▶ **THE EXERCISE**
Could you reproduce the data below, switching every "Audit check" to "Quality check" and leaving everything else unchanged?

▶ **RAW DATA**
## begin
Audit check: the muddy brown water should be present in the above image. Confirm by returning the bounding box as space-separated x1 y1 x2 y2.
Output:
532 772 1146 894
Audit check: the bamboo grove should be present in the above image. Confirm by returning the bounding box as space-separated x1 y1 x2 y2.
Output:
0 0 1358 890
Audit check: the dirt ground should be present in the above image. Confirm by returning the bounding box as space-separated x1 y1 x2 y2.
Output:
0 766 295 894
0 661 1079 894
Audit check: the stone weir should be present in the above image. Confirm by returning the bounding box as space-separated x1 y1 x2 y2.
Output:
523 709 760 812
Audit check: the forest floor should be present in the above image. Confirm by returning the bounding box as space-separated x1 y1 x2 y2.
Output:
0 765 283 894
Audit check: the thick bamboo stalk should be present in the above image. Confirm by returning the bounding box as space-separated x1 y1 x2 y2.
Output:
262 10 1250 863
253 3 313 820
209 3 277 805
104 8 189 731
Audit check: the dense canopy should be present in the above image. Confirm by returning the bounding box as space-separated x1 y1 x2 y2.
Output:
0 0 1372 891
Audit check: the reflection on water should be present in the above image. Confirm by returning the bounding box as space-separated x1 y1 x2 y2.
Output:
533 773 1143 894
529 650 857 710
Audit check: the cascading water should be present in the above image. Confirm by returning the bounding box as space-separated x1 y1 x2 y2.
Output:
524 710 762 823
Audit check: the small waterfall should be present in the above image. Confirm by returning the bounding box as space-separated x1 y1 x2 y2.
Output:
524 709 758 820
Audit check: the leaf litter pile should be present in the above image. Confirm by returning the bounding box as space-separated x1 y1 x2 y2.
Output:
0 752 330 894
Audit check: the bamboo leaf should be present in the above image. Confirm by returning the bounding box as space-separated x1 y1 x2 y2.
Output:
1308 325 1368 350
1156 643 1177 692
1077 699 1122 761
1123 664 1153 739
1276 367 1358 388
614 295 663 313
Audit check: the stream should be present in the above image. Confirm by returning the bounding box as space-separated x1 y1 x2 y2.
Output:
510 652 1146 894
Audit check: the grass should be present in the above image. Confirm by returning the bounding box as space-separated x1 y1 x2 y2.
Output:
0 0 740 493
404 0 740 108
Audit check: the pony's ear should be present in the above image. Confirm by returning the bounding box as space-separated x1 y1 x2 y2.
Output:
## end
▶ **RESULT FOR THIS TASK**
Quality check: the muddy brown water should be present in the above image. Confirm by returning the bounding box as space-separated x1 y1 x2 y2.
Output:
532 772 1146 894
Quality check: the bamboo grove should be present in the above image. Confirm by returning the bounding box as space-separated x1 y1 x2 y2.
Output:
0 0 1358 890
Quality check: the dirt ground should be present in the above image. Confirm by returning the bounding box as space-separated x1 y1 x2 y2.
Output:
0 766 295 894
0 661 1079 894
Quality check: the stone weir should be present in the above image. Confirm by returning the bounding box as space-separated x1 y1 x2 y2.
Output:
523 709 760 812
Quality check: the forest floor should be present in the above image. Confirm by returning the bounding box as space-separated x1 y1 x2 y2.
Output:
0 765 283 894
Quality check: the thick bamboo stalk should be present in the above image. Confirm by returning the bounding box as space-separated x1 y1 x2 y2.
Output:
262 10 1250 863
253 3 313 820
209 3 277 805
104 8 189 731
Quality check: the dense canopy should be present in the above image. Confirm by returning the bounding box as space-separated x1 y1 x2 y2.
Output:
0 0 1372 891
Quality check: the reflection on water should be present in the above image. Confirm by returning the bounding box as space-separated x1 y1 x2 y2.
Output:
533 773 1143 894
529 650 857 710
Quality check: the cascading water should be present in the above image. Confirm by returning the bounding box as space-separated x1 y1 x2 y2.
Output:
524 710 762 823
Quality check: the small waterfall should be present in the above image. Confirm by returning the bounding box as space-separated x1 y1 x2 y2.
Output:
524 709 758 820
Quality check: the leaf litter pile should be present in the above image. Confirm by returning the bounding box as space-separated x1 y1 x2 y2.
Output:
0 752 330 894
Quality check: the bamboo leaf should be present in the above image. Confirm by returning the bounding box as space-separated x1 y1 x2 y2.
Output:
1308 325 1368 350
1156 643 1177 692
1077 699 1122 761
1123 664 1153 739
1276 367 1358 388
614 295 663 313
Quality check: the stream should be present in the above image. Confirm by returning the bounding box as space-separated x1 y1 x2 y2.
Output:
510 652 1146 894
Quality check: the grass should be present in the above image. Confirm by returning the bounding box as space-separated x1 y1 x2 y2.
Output:
0 0 740 493
404 0 740 108
Quality check: the pony's ear should be present in the above image. Confirm by returning the bounding box as space-separated x1 y1 x2 y2.
Output:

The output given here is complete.